[begin RECORDS TO USE]
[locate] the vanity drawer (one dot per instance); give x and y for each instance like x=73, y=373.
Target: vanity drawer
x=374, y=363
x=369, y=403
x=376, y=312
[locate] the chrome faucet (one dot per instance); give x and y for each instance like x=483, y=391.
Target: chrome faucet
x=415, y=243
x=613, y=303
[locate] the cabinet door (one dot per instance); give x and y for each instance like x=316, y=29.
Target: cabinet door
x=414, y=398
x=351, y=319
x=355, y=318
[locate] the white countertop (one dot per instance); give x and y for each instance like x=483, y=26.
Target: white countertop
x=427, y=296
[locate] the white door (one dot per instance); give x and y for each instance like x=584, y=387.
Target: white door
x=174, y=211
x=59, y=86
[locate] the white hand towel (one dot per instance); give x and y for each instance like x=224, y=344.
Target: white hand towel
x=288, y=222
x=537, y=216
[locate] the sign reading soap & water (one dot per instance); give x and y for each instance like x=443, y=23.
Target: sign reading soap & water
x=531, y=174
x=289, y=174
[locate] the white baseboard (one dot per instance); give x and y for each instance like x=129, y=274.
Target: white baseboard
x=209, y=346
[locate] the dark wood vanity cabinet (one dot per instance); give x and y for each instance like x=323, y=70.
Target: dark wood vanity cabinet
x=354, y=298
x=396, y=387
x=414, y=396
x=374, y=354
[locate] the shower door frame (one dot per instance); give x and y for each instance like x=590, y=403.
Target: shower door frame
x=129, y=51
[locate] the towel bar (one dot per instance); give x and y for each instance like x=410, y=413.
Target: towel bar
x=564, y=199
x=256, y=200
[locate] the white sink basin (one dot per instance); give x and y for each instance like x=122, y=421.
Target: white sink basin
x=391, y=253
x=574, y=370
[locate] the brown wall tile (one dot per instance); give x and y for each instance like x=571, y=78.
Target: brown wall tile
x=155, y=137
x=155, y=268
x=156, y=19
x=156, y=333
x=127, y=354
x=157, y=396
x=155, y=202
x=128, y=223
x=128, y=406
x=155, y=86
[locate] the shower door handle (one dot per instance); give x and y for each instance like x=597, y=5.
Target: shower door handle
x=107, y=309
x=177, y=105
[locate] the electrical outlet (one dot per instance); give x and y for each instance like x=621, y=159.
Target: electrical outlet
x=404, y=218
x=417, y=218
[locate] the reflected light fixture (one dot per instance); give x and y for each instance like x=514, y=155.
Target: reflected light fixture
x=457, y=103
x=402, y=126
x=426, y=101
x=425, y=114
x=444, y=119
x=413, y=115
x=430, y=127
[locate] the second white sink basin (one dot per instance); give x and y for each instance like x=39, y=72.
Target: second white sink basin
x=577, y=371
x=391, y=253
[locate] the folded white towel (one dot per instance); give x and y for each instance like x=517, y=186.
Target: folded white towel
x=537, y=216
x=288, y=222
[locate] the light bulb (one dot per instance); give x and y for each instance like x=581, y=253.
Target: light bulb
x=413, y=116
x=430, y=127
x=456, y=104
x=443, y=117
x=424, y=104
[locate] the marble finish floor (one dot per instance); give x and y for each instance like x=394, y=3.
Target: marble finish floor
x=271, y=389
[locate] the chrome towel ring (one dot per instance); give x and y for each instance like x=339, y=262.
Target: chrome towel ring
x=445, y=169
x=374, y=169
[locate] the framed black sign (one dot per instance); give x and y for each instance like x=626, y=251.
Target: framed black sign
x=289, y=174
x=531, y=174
[end RECORDS TO USE]
## TASK TO CARRY OUT:
Return every item above word for word, with no changes.

## RESPONSE TO THIS TASK:
[locate] the vanity drawer (one dot per instance); give x and y for each instance like x=73, y=373.
Target: vanity drawer
x=374, y=363
x=369, y=403
x=376, y=312
[locate] the chrome faucet (one dot per instance); give x and y for each instance like x=483, y=391.
Target: chrome faucet
x=415, y=243
x=613, y=303
[locate] the cabinet door (one dot per instance); give x and y for each instance like x=316, y=29.
Target: cabinet door
x=414, y=398
x=351, y=319
x=355, y=318
[locate] the white countertop (one dot per instance); give x and y for each instance like x=483, y=26.
Target: white countertop
x=427, y=296
[locate] the white door (one dot per instance); give x and y for each instance like x=584, y=387.
Target: white door
x=174, y=211
x=59, y=86
[locate] the white hand towel (one dot per instance); give x and y for each instance like x=224, y=344.
Target: white hand towel
x=288, y=222
x=537, y=216
[locate] the sign reading soap & water (one dot per instance); give x and y for each instance like x=443, y=23.
Target: sign reading soap & water
x=531, y=174
x=289, y=174
[locate] the white baseboard (one dot per instance); give x and y for each instance like x=129, y=274.
Target: white baseboard
x=209, y=346
[locate] the dark wood vanity cabinet (one dot per instance); give x and y for each instance like x=323, y=70.
Target: dark wood vanity cabinet
x=354, y=298
x=396, y=387
x=414, y=396
x=374, y=354
[locate] the shower door frame (one dot per instance); give x and y for each instance like x=590, y=403.
Target: shower door frame
x=129, y=51
[locate] the towel bar (one dot per instance); give x and y for each instance like x=410, y=413.
Target: towel bar
x=564, y=199
x=256, y=200
[locate] the white sink basin (one dot per instance); give x and y for each instance like x=122, y=421.
Target: white sink basin
x=391, y=253
x=574, y=370
[locate] the brown wall tile (one dot per instance); give x and y for each instance like x=571, y=78.
Target: brown wall tile
x=155, y=137
x=155, y=268
x=156, y=19
x=156, y=333
x=127, y=354
x=157, y=396
x=155, y=202
x=128, y=223
x=128, y=406
x=155, y=86
[locate] the shower door handle (one dot per instance); give x and y for each instance like x=597, y=5.
Target: shower door handle
x=107, y=309
x=177, y=105
[locate] the electrical outlet (one dot per instance); give x and y for each instance like x=621, y=159.
Target: electrical outlet
x=404, y=218
x=417, y=218
[locate] the reflected light fixture (one dot per instance); give x and y for each instance like x=514, y=155.
Target: reflected light fixture
x=457, y=103
x=402, y=126
x=426, y=101
x=425, y=114
x=444, y=119
x=413, y=115
x=430, y=127
[locate] the second white sink basin (one dot per instance); give x and y for each instance like x=39, y=72.
Target: second white sink basin
x=577, y=371
x=391, y=253
[locate] the folded white towel (one dot per instance); give x and y for each instance like x=517, y=186.
Target: folded white towel
x=537, y=216
x=288, y=222
[locate] the light bulb (one dot per instance); give x and y for each instance like x=581, y=253.
Target: light bulb
x=413, y=116
x=430, y=127
x=456, y=104
x=443, y=117
x=424, y=104
[locate] the marble finish floor (one dot per instance); give x and y for each instance like x=394, y=3.
Target: marble finish floor
x=271, y=389
[locate] the chrome towel ring (one dot per instance); give x and y for each instance like x=339, y=262.
Target: chrome towel ring
x=445, y=169
x=374, y=169
[locate] the framed black sign (one dot per instance); give x and y for each instance like x=626, y=251.
Target: framed black sign
x=289, y=174
x=531, y=174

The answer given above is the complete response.